>> START

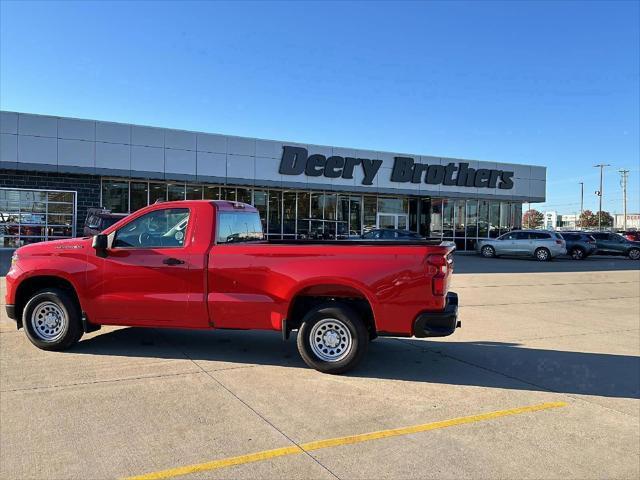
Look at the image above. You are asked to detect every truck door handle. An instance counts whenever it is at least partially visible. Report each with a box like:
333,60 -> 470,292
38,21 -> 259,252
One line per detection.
162,257 -> 184,265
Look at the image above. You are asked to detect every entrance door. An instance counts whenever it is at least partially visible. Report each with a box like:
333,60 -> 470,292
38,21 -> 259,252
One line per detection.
376,213 -> 409,230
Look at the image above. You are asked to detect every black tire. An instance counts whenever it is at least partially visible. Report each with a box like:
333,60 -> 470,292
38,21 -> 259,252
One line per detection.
22,288 -> 83,350
297,302 -> 370,374
480,245 -> 496,258
533,247 -> 551,262
569,247 -> 587,260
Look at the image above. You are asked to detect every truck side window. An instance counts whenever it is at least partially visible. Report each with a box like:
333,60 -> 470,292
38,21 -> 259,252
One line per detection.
113,208 -> 189,248
217,212 -> 264,244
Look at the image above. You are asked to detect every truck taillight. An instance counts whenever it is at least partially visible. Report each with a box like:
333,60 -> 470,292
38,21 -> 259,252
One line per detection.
427,255 -> 452,295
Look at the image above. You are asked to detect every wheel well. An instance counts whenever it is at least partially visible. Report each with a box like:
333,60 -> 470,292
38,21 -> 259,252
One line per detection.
287,286 -> 377,338
16,276 -> 80,327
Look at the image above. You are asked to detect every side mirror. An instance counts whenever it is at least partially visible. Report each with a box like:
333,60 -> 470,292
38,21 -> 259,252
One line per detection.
91,233 -> 109,258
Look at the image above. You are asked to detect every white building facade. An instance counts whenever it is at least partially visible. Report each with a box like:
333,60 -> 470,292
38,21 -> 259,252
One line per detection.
0,111 -> 546,249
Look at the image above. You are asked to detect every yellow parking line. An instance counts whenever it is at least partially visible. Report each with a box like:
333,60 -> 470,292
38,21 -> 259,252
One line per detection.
124,402 -> 567,480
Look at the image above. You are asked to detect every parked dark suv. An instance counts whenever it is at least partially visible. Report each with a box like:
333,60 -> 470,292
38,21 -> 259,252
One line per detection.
560,232 -> 597,260
589,232 -> 640,260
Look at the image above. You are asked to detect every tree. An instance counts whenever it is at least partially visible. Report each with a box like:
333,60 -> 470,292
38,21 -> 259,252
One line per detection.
522,208 -> 544,228
576,210 -> 613,228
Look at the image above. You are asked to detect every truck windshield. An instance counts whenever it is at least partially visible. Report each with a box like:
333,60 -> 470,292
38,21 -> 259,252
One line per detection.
217,212 -> 264,243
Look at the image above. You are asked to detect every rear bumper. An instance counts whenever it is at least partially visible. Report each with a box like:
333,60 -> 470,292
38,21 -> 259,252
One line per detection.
413,292 -> 462,338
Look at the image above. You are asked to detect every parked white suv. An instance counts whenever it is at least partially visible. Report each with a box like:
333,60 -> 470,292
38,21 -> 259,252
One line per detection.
476,230 -> 567,262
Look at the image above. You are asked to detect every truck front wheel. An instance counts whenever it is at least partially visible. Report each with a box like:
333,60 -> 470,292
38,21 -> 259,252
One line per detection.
22,288 -> 82,350
297,303 -> 370,374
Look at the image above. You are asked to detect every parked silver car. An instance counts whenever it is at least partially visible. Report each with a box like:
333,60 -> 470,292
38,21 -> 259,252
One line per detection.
476,230 -> 567,262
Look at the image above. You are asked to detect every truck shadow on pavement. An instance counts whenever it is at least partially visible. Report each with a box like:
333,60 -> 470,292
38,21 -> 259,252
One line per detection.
69,328 -> 640,399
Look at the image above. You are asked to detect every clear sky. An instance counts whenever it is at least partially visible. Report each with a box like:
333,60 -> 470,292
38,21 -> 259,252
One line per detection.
0,1 -> 640,213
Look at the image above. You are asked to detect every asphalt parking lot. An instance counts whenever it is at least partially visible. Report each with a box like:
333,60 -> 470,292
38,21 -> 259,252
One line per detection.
0,255 -> 640,480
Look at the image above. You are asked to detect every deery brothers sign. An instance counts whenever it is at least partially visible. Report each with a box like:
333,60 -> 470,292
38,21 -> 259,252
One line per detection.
279,146 -> 513,190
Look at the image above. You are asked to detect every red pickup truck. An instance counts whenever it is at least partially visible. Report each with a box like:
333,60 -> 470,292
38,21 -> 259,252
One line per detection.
6,201 -> 460,373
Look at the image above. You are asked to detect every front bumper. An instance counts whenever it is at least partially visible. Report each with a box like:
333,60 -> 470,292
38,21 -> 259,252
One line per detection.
413,292 -> 462,338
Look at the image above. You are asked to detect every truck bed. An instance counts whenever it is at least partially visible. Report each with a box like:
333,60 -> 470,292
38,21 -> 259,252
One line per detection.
267,238 -> 450,247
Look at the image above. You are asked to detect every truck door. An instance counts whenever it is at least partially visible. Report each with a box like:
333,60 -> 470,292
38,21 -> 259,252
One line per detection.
90,208 -> 193,326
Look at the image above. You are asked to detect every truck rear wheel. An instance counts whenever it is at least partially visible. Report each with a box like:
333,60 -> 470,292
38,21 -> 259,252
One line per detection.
297,303 -> 370,374
22,288 -> 82,350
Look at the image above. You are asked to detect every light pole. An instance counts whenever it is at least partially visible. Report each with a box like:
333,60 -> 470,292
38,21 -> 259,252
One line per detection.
619,169 -> 629,232
594,163 -> 611,231
580,182 -> 584,215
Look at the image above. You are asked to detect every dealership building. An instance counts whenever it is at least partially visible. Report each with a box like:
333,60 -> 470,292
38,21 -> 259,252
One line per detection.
0,111 -> 546,250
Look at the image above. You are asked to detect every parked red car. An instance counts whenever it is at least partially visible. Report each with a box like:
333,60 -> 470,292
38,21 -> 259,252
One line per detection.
6,201 -> 460,373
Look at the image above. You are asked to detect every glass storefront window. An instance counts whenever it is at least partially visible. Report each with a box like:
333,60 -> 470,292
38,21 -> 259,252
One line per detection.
466,200 -> 478,237
222,187 -> 236,202
282,192 -> 296,235
203,185 -> 220,200
465,200 -> 478,250
453,200 -> 466,238
298,192 -> 311,238
378,198 -> 409,213
337,195 -> 349,239
129,182 -> 149,212
442,199 -> 455,240
363,197 -> 378,232
409,198 -> 419,232
500,202 -> 511,235
478,200 -> 489,238
102,181 -> 129,213
432,199 -> 443,237
149,183 -> 167,205
167,183 -> 185,202
236,188 -> 251,204
349,197 -> 362,236
323,193 -> 338,220
489,201 -> 500,238
310,193 -> 324,218
0,185 -> 76,248
268,190 -> 282,238
253,190 -> 269,232
511,203 -> 522,230
187,185 -> 202,200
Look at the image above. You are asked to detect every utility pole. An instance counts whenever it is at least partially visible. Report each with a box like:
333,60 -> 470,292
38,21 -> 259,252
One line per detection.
619,169 -> 629,232
580,182 -> 584,215
594,163 -> 611,231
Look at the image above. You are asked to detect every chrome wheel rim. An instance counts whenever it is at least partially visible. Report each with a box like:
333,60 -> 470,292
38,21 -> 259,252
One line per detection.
31,302 -> 67,342
309,318 -> 353,362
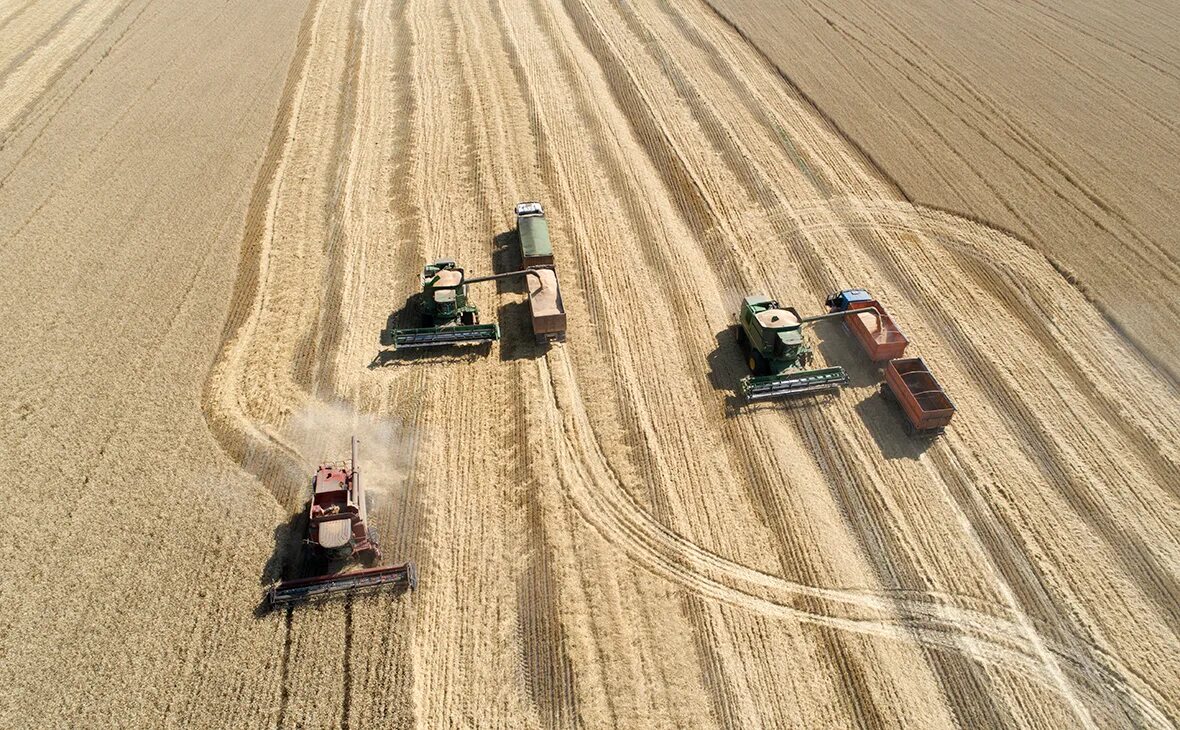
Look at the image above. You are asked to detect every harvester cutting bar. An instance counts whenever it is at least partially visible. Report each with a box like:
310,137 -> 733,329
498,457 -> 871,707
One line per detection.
741,366 -> 848,401
393,323 -> 500,350
270,563 -> 418,606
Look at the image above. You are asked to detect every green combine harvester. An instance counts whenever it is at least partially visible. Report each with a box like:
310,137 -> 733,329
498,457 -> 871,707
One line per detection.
393,258 -> 500,350
738,295 -> 848,401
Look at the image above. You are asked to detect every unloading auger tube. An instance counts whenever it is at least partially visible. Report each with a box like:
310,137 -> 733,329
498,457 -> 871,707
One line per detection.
799,307 -> 881,327
446,269 -> 540,289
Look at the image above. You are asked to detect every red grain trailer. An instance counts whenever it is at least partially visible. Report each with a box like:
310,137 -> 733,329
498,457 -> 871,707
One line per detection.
881,357 -> 955,436
827,289 -> 910,362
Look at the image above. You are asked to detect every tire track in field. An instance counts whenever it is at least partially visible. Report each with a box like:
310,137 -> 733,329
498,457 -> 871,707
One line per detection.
538,0 -> 1180,721
540,349 -> 1169,726
195,2 -> 1174,724
547,0 -> 1066,723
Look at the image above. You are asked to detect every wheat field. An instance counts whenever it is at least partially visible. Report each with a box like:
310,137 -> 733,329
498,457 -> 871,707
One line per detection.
0,0 -> 1180,728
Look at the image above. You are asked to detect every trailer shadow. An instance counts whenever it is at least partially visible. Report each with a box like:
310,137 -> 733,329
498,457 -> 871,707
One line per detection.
857,393 -> 937,459
492,230 -> 550,362
812,322 -> 933,459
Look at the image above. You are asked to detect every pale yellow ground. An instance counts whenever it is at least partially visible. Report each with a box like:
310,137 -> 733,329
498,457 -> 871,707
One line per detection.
0,0 -> 1180,728
708,0 -> 1180,379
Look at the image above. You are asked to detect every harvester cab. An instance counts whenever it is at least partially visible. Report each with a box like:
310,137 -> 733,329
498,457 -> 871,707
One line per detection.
393,258 -> 500,349
738,295 -> 848,401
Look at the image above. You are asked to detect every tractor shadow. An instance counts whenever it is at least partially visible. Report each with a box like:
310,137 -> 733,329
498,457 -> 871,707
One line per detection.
812,321 -> 935,459
254,500 -> 328,618
704,323 -> 750,419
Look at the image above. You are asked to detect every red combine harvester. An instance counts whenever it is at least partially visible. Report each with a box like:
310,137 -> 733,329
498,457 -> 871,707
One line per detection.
270,436 -> 418,606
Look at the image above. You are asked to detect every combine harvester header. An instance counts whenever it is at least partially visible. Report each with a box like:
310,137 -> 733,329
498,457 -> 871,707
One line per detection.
738,295 -> 848,401
269,436 -> 418,606
393,258 -> 500,350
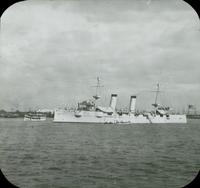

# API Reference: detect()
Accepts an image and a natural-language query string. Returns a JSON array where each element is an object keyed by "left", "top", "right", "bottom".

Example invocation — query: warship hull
[{"left": 54, "top": 110, "right": 187, "bottom": 124}]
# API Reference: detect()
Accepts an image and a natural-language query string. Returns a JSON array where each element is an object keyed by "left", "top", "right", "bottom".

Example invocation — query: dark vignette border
[{"left": 0, "top": 0, "right": 200, "bottom": 188}]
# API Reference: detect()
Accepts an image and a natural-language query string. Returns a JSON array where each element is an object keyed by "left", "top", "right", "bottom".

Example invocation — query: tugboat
[
  {"left": 53, "top": 78, "right": 187, "bottom": 124},
  {"left": 24, "top": 113, "right": 46, "bottom": 121}
]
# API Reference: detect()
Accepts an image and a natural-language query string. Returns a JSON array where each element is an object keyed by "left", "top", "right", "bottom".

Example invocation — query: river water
[{"left": 0, "top": 119, "right": 200, "bottom": 188}]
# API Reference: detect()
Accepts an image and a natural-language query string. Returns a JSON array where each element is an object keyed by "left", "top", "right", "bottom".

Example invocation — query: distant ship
[
  {"left": 24, "top": 113, "right": 46, "bottom": 121},
  {"left": 53, "top": 78, "right": 187, "bottom": 124},
  {"left": 186, "top": 104, "right": 200, "bottom": 119}
]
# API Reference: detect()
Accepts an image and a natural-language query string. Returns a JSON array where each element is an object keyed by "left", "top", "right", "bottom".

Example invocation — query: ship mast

>> END

Stated problem:
Rewrite the lines of the records above, from the line containing "every harvester cutting" through the line containing "446,269 -> 540,289", inclusive, as a numbered list with blank lines omitted.

Solution to this task:
1. Look at the image above. You are asked to detect every harvester cutting bar. An instance counts whenever it is at least partially visible. Report each with a box like:
2. 310,137 -> 733,329
3. 498,457 -> 871,707
4. One line per detection.
5. 741,366 -> 848,401
6. 393,323 -> 500,350
7. 270,563 -> 418,606
8. Look at the image above. You are asked to detect every green combine harvester. An instance counts whenever it is at least partially visible. Report each with a box like:
9. 310,137 -> 733,329
10. 498,457 -> 871,707
11. One line per detection.
12. 393,258 -> 500,350
13. 738,295 -> 848,401
14. Look at the image above. You are asked to detect every unloading auger tube. An instance counts whenever it is at least partially visible. Report each with a box like:
15. 310,137 -> 733,329
16. 498,457 -> 871,707
17. One line per detection.
18. 799,307 -> 881,327
19. 446,269 -> 540,289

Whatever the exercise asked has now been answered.